[Reading text — start]

Two-thirds of Americans can access 100 Mbps broadband

According to a recent blog post from the NTIA (National Telecommunications & Information Administration)…

Considering wireline and wireless technologies together, the slowest broadband speeds are nearly ubiquitously available, and access to very fast broadband (over 100 Mbps) has now reached two-thirds of Americans. The data, as of December 31, 2013, shows that 99 percent of Americans have access to wired and/or wireless broadband at advertised speeds of 6 Mbps downstream and 1.5 Mbps up, though this number drops to 89 percent when considering wireline broadband alone.

The NTIA credit upgrades in cable infrastructure.

I myself moved to cable fairly recently. I finally cancelled my other/old broadband service last week. As any good provider (of any services) would do, the customer rep on the phone tried to talk me out of cancelling until I told her I really needed better upload capacity. She allowed that upload wasn’t their long suit.

As much as it’s heartening to hear that so many Americans have access to good speeds, it makes me nervous to see that juxtaposed so many having access to 100 Mbps that 89 (or 99) percent have access to “6 Mbps downstream and 1.5 Mbps up” or better because that is quite a digital divide. It’s exactly what the National Broadband Plan was going for (100 Mbps to 100 million homes; 4/1 Mbps service to everyone else) but again it’s quite a digital divide.

[Reading text — finish]
[Extracted records — start]

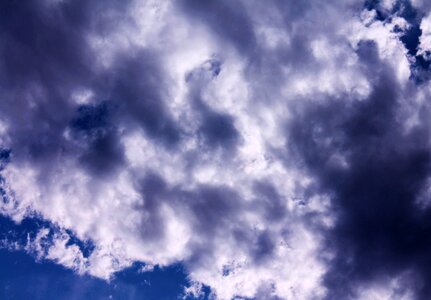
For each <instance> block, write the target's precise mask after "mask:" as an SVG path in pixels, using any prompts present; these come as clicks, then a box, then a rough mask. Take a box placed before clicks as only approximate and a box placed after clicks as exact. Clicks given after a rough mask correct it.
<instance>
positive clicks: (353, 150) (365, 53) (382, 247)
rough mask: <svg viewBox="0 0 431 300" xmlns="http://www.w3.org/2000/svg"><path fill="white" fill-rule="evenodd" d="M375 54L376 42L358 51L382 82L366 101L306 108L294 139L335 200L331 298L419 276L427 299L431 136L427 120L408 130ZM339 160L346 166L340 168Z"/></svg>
mask: <svg viewBox="0 0 431 300" xmlns="http://www.w3.org/2000/svg"><path fill="white" fill-rule="evenodd" d="M375 53H376V52H375V46H374V44H373V43H362V44H361V45H360V47H359V50H358V55H359V57H360V58H361V61H362V62H363V63H364V66H365V68H367V69H368V70H369V72H370V74H374V75H375V76H377V78H376V80H375V81H374V82H373V88H372V93H371V94H370V96H369V97H368V99H366V100H363V101H355V100H353V99H349V97H348V96H347V97H346V98H343V97H340V99H332V100H329V101H326V102H324V104H317V105H305V108H303V109H302V110H301V112H300V113H301V115H298V116H297V117H296V118H295V121H294V122H293V123H292V124H291V127H290V133H289V134H290V135H289V136H290V139H291V142H293V143H292V144H291V145H293V147H294V148H295V149H296V151H297V153H298V154H299V155H300V157H301V159H302V161H303V162H304V164H305V166H306V167H307V168H308V170H309V171H310V174H312V176H314V177H315V178H317V179H318V182H319V187H318V188H316V190H315V192H317V193H326V194H329V195H331V197H332V198H333V201H334V202H333V205H334V212H335V214H336V216H337V221H336V225H335V227H334V229H333V230H331V231H330V232H329V233H328V235H327V236H326V239H327V247H328V250H329V251H334V252H335V258H334V259H332V260H330V262H329V271H328V273H327V274H326V276H325V284H326V286H327V287H328V288H329V294H328V297H327V298H328V299H353V298H355V291H357V288H358V287H359V286H361V284H366V283H370V282H372V281H373V280H375V279H376V278H381V277H383V276H397V275H399V274H401V273H402V272H405V271H409V270H415V272H417V274H418V276H419V279H420V280H418V281H417V282H416V283H415V285H413V286H410V287H409V288H412V289H413V290H415V291H416V296H417V299H428V298H429V296H430V295H431V294H430V292H431V291H430V290H429V288H428V287H427V285H426V282H428V281H429V280H430V277H429V276H430V273H429V271H428V270H429V268H430V263H431V260H430V259H429V257H428V255H427V253H428V252H429V251H430V247H431V241H430V239H429V236H430V234H431V222H430V214H431V210H430V209H429V208H422V209H421V208H420V207H419V206H418V205H417V201H416V200H417V196H418V193H419V191H420V190H421V189H422V188H423V187H424V185H425V184H426V181H427V179H428V177H429V174H430V173H429V171H430V163H431V155H430V151H429V130H428V128H427V126H426V122H425V120H421V122H420V123H419V125H416V126H415V127H414V128H412V129H411V130H410V131H409V132H406V131H405V128H404V123H403V119H402V118H401V116H402V111H403V105H404V104H405V103H406V102H405V101H406V99H404V97H405V96H404V95H403V94H401V93H400V92H399V89H400V88H399V86H398V83H397V81H396V79H395V78H394V77H393V75H392V71H391V69H390V68H388V66H386V65H385V64H384V63H383V62H381V61H379V60H378V57H377V56H376V54H375ZM424 109H426V108H424ZM336 156H338V157H340V159H342V160H344V163H343V164H342V163H339V164H334V157H336ZM404 287H405V286H404Z"/></svg>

[Extracted records — finish]

#### Problems to solve:
**1.** Update the broadband access post from "Considering wireline and" to "their long suit.", replacing "customer rep" with "customer representative".
**2.** List every broadband speed in Mbps that the broadband access post mentions.
**3.** In the broadband access post, as of what date is the NTIA data?

#### Results for each task:
**1.**
Considering wireline and wireless technologies together, the slowest broadband speeds are nearly ubiquitously available, and access to very fast broadband (over 100 Mbps) has now reached two-thirds of Americans. The data, as of December 31, 2013, shows that 99 percent of Americans have access to wired and/or wireless broadband at advertised speeds of 6 Mbps downstream and 1.5 Mbps up, though this number drops to 89 percent when considering wireline broadband alone.

The NTIA credit upgrades in cable infrastructure.

I myself moved to cable fairly recently. I finally cancelled my other/old broadband service last week. As any good provider (of any services) would do, the customer representative on the phone tried to talk me out of cancelling until I told her I really needed better upload capacity. She allowed that upload wasn’t their long suit.

**2.** 100 Mbps, 6 Mbps, 1.5 Mbps, 4/1 Mbps

**3.** December 31, 2013